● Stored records
★ ★ ★

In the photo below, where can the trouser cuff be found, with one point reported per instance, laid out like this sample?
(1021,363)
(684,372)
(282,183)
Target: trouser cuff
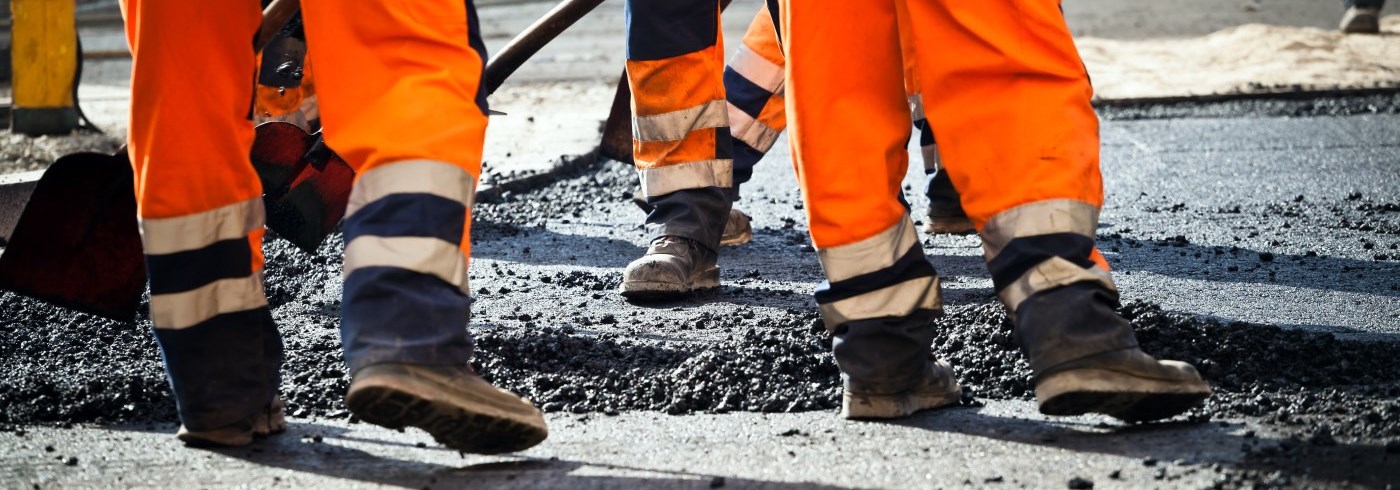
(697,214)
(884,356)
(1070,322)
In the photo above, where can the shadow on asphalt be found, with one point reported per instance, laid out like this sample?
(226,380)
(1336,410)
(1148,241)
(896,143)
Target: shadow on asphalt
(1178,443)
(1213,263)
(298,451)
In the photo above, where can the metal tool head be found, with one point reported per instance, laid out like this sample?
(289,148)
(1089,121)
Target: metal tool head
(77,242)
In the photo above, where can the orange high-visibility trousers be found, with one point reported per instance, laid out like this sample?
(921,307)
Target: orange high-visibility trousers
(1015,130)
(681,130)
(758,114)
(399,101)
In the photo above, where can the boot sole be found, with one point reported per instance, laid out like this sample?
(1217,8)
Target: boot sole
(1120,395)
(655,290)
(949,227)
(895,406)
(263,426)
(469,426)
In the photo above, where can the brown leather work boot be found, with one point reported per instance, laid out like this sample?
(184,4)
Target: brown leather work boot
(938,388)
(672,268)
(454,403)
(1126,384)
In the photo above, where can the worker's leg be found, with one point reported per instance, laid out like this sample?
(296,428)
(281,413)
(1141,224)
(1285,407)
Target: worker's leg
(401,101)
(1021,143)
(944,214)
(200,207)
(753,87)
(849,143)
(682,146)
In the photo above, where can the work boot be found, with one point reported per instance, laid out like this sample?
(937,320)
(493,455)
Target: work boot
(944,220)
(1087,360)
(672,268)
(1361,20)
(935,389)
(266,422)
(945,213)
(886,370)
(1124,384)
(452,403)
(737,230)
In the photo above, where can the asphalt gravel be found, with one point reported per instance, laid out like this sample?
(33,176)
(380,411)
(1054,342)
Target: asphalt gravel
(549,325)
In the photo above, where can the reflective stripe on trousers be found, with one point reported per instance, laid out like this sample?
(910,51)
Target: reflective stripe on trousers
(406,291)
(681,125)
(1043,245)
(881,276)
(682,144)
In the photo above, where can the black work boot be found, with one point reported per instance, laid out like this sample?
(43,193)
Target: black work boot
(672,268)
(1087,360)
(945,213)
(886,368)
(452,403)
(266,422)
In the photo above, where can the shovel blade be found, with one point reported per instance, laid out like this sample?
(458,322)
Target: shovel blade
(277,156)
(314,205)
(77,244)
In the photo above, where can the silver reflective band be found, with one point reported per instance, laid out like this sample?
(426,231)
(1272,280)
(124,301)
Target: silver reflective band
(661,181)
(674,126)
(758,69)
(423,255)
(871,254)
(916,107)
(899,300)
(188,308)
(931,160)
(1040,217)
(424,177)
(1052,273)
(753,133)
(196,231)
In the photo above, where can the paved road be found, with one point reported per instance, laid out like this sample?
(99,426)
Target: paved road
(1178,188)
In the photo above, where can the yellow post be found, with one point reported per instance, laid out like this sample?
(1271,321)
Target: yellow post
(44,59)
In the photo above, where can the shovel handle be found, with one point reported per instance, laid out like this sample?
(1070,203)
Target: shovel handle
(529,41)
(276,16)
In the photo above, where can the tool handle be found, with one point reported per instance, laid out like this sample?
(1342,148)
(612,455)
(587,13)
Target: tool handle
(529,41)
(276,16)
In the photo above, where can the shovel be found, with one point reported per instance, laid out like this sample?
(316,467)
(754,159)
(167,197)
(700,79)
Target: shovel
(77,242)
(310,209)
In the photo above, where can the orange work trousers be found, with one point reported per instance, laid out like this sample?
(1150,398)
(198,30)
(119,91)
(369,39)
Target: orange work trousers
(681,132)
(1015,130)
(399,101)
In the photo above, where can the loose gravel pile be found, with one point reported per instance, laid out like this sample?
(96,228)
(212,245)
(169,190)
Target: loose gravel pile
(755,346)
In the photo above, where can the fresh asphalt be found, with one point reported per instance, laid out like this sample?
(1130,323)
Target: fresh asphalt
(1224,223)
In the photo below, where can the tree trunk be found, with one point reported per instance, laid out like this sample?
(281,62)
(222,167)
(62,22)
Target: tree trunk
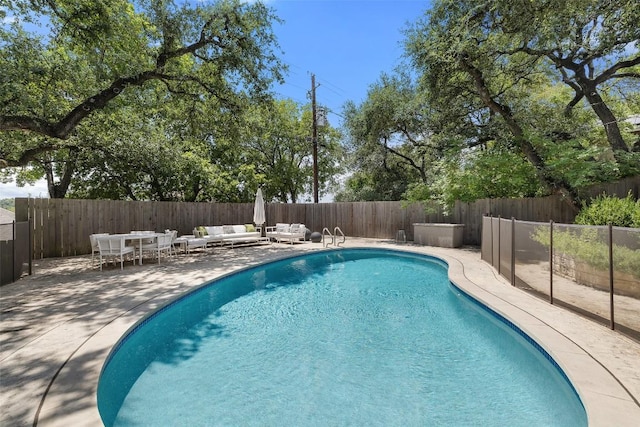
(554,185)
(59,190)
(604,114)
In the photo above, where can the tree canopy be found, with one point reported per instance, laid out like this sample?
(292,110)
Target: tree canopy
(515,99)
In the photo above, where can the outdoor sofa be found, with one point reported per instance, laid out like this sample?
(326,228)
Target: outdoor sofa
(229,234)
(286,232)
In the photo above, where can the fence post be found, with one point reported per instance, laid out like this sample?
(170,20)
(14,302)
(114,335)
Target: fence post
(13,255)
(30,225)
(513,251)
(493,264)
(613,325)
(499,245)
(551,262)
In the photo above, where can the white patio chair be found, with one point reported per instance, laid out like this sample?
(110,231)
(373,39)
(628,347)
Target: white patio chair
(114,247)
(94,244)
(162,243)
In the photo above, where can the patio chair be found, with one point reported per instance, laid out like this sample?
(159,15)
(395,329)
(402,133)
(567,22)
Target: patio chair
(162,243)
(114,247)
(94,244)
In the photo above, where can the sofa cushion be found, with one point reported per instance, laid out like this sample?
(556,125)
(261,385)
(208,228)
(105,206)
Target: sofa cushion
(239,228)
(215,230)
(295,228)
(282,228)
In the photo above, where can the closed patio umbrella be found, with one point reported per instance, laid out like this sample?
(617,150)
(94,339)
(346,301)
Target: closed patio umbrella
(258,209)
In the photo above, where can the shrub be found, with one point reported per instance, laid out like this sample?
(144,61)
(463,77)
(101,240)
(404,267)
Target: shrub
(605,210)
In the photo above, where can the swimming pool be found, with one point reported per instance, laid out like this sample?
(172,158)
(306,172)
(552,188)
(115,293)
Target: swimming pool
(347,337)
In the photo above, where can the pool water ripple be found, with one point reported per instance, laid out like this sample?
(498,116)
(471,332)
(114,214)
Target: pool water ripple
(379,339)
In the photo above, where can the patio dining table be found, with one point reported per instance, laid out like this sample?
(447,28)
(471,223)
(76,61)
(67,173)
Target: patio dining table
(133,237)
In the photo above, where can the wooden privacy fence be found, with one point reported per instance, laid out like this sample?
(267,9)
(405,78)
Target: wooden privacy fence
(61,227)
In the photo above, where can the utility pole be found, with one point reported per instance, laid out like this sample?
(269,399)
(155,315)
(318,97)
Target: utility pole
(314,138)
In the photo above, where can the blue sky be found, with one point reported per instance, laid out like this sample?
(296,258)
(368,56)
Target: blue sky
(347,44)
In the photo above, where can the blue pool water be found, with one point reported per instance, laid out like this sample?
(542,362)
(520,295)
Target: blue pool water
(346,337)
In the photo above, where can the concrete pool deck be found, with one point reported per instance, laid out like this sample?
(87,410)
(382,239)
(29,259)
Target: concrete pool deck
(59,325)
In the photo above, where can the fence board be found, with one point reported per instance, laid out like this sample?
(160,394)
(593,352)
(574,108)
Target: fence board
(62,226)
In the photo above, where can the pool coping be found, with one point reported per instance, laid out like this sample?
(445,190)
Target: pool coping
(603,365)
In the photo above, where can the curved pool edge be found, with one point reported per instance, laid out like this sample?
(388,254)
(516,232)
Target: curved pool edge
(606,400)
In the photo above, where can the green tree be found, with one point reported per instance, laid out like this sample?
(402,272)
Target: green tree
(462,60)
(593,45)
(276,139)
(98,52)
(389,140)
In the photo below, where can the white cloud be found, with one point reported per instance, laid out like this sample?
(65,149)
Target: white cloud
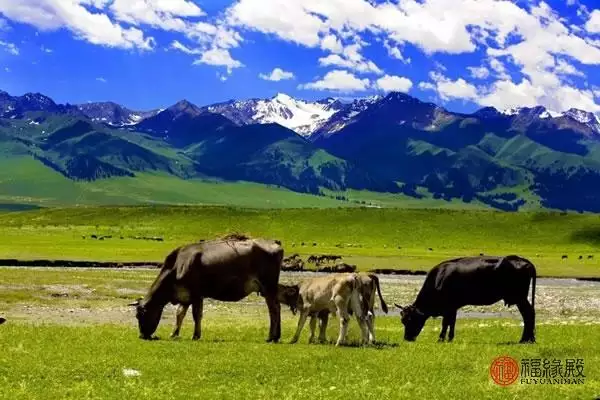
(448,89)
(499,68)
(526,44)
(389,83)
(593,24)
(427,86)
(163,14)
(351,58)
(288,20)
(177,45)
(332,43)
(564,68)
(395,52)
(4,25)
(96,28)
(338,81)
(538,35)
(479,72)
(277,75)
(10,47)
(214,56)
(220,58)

★ ★ ★

● INSTRUCTIONS FOR THE TASK
Except for pictures, copy the records above exactly.

● RESPONSE BELOW
In the photo below, where can the trouser cuff be found, with one point reported per instance, laid out like this sample?
(1021,363)
(684,372)
(282,183)
Target: trouser cuff
(697,214)
(884,356)
(1070,322)
In the photo above, where can the shadow on asphalt be found, with one point reported per instance, laid out like this sample?
(226,380)
(1336,410)
(1148,241)
(896,143)
Target: shadow on asphalt
(1178,443)
(1213,263)
(298,451)
In the photo above, where can the metal tool head be found, with one point reported per instance, laid out like this sample?
(289,148)
(1089,121)
Target: metal tool head
(77,242)
In the photo above, where can the orange high-visibility trousers be found, with one point reported per instance, laid out like this sample?
(921,307)
Target: orange high-visibility trousers
(1015,130)
(681,130)
(758,114)
(399,101)
In the photo above, where can the boot sole be found, with one point reported per instance, laid out like this sample?
(1217,8)
Target: boot sole
(1120,395)
(655,290)
(949,227)
(895,406)
(263,426)
(469,426)
In the photo above, where can the brown leather work boot be found, with one point reported per instance, laid out like this sample?
(184,4)
Target: brown leather work boot
(938,388)
(672,268)
(454,403)
(1126,384)
In the photo above, where can the worker's leg be found, with one point reported per instance, laid out like this sample?
(296,428)
(281,413)
(1141,224)
(1285,407)
Target: worker's leg
(401,101)
(1021,143)
(944,214)
(200,207)
(753,87)
(849,143)
(682,146)
In the photo above, where can the work boot be found, with one point reported per instance, laid out like this sample?
(937,320)
(493,455)
Target: work boot
(944,220)
(1087,360)
(672,268)
(1361,20)
(935,389)
(266,422)
(945,213)
(886,370)
(1124,384)
(452,403)
(737,230)
In the photo above, where can the asphalt gravel be found, with one point reported per instance, laid out like this sample?
(33,176)
(380,411)
(1054,342)
Target: asphalt gravel
(549,325)
In the photo above, where can the reflective stripe on trousers be found, with one point reported per instance, laid out like this sample?
(910,51)
Target: reflective stripe on trousers
(406,291)
(681,125)
(1043,245)
(881,276)
(682,144)
In the photo above, where can the black work boot be found, with one point reported per instance, laid out like this sample?
(43,193)
Target: black work boot
(672,268)
(1087,360)
(945,213)
(886,368)
(452,403)
(266,422)
In the photo above, where can the shovel blade be found, with one point reported per instance, laid out like this sample?
(458,322)
Target: shovel blade
(277,156)
(314,205)
(77,244)
In the photo above, where can the silver reflective band be found, with one point reported per instance, laid out like this sample?
(426,231)
(1272,280)
(124,301)
Target: silver reflective band
(661,181)
(674,126)
(758,69)
(423,255)
(871,254)
(916,107)
(899,300)
(188,308)
(931,160)
(1040,217)
(424,177)
(1052,273)
(753,133)
(196,231)
In the photo above, where can the paved road be found, with one point reported per instance, laid out like this sample?
(99,426)
Target: paved road
(1178,188)
In the photo above, where can the yellow post be found, with one point reported per instance, laid out like this sample?
(1271,321)
Target: yellow post
(44,59)
In the photo above, where can the shovel handle be found, with one point reported per instance, laid out like this sample?
(1070,203)
Target: shovel handle
(529,41)
(276,16)
In the photo above, where can the tool handle be found, with one point reported per instance, laid out like this sample?
(1342,148)
(612,455)
(587,13)
Target: tool handle
(529,41)
(276,16)
In the photo above, where can the shovel be found, with one point reported per instance, laid out like this sample?
(316,467)
(754,159)
(167,197)
(700,79)
Target: shovel
(77,242)
(310,209)
In the photo above, where can the orange work trousers be found, with one point reported per instance, laid out like this sample?
(1150,398)
(198,30)
(119,91)
(369,39)
Target: orange work trousers
(681,132)
(1015,130)
(399,101)
In the photo above, where can the loose gravel pile be found, with one point reported per instance, laid out like this sample?
(96,228)
(212,245)
(169,190)
Target: loose gravel pile
(755,346)
In the photo above, where can the fresh asphalt be found, with one point reported per instance, laid out like this sample?
(1130,323)
Target: fresh asphalt
(1224,223)
In the photo below, where can the tree trunk be found, with one point reported per instance, laid out like this sample?
(281,62)
(222,167)
(62,22)
Target: tree trunk
(554,185)
(59,190)
(604,114)
In the photo above, where can the tree canopy be found, with one point reported per instance, laid out like this sample?
(292,110)
Target: tree canopy
(515,99)
In the photo above, where can the outdoor sofa be found, with one point reported per instance, laid out like this sample?
(326,228)
Target: outdoor sofa
(229,234)
(286,232)
In the photo above, where can the fence post be found, with one point reported per instance, laid out like this sample?
(170,20)
(14,302)
(114,335)
Target: fence post
(13,255)
(30,225)
(513,251)
(493,264)
(613,325)
(499,245)
(551,262)
In the photo above, where can the white patio chair be found, with one point reported per instance, laid out like this sample?
(110,231)
(373,39)
(628,347)
Target: white patio chair
(114,247)
(94,244)
(162,243)
In the photo above, where can the patio chair be found, with one point reported per instance, laid out like this sample?
(159,15)
(395,329)
(402,133)
(567,22)
Target: patio chair
(162,243)
(114,247)
(94,244)
In the photo above, where can the sofa cushion be found, with one point reported per instance, laid out like this sample?
(556,125)
(261,385)
(208,228)
(105,206)
Target: sofa cushion
(239,228)
(215,230)
(295,228)
(282,228)
In the photo above, where can the closed patio umbrella be found, with one point reported per instance, laid out like this sample?
(617,150)
(94,339)
(346,301)
Target: closed patio umbrella
(258,209)
In the photo above, where can the shrub be found, with one point reported per instance, laid out like this sample?
(144,61)
(463,77)
(101,240)
(404,267)
Target: shrub
(605,210)
In the photo above, where can the swimming pool be found, with one point reported per instance, laid out like this sample?
(172,158)
(306,172)
(552,188)
(115,293)
Target: swimming pool
(347,337)
In the photo above, where can the pool water ripple be found, with one point reported per instance, laid out like this sample?
(498,116)
(471,332)
(114,214)
Target: pool water ripple
(379,339)
In the photo above, where can the patio dining table be found, with one point reported per instance, laid out like this sample?
(447,28)
(471,223)
(76,61)
(67,173)
Target: patio dining table
(133,237)
In the photo above, where can the wooden privacy fence be found, with one point reported per instance, laid out like this sample?
(267,9)
(405,78)
Target: wooden privacy fence
(61,227)
In the photo above, where can the utility pole be found, with one point reported per instance, laid out like this sample?
(269,399)
(155,315)
(318,97)
Target: utility pole
(314,138)
In the photo above, where can the blue sky be found, with one point reported per instance, laid out like this sample?
(296,258)
(368,56)
Target: blue sky
(347,44)
In the photo above, where can the blue pool water be found, with one point reported per instance, laid out like this sample?
(542,362)
(520,295)
Target: blue pool water
(346,337)
In the photo above, where can the concrete pool deck be found, with one point reported per instance, laid out like this sample?
(87,410)
(382,239)
(29,259)
Target: concrete pool deck
(59,325)
In the photo above, where can the fence board be found, with one point reported per instance, laid out like this sample?
(160,394)
(593,352)
(574,108)
Target: fence board
(62,226)
In the photo above, where can the pool coping be found, with one point reported per instance, laid out like this sample?
(445,190)
Target: pool coping
(603,365)
In the photo above, where can the curved pool edge be found, with one point reported per instance, laid out like this sample?
(388,254)
(516,232)
Target: curved pool edge
(606,400)
In the photo above, where can the green tree be found, with one point reported per instance, laid out like this sample?
(402,272)
Target: green tree
(462,60)
(593,45)
(276,139)
(98,52)
(389,140)
In the photo below, where can the white cloud be found, with one point reported per instance, laid out like this sample?
(65,149)
Target: white cloud
(448,89)
(499,68)
(526,44)
(389,83)
(593,24)
(427,86)
(163,14)
(351,58)
(288,20)
(177,45)
(332,43)
(564,68)
(395,52)
(4,25)
(96,28)
(338,81)
(538,35)
(479,72)
(277,75)
(10,47)
(214,56)
(220,58)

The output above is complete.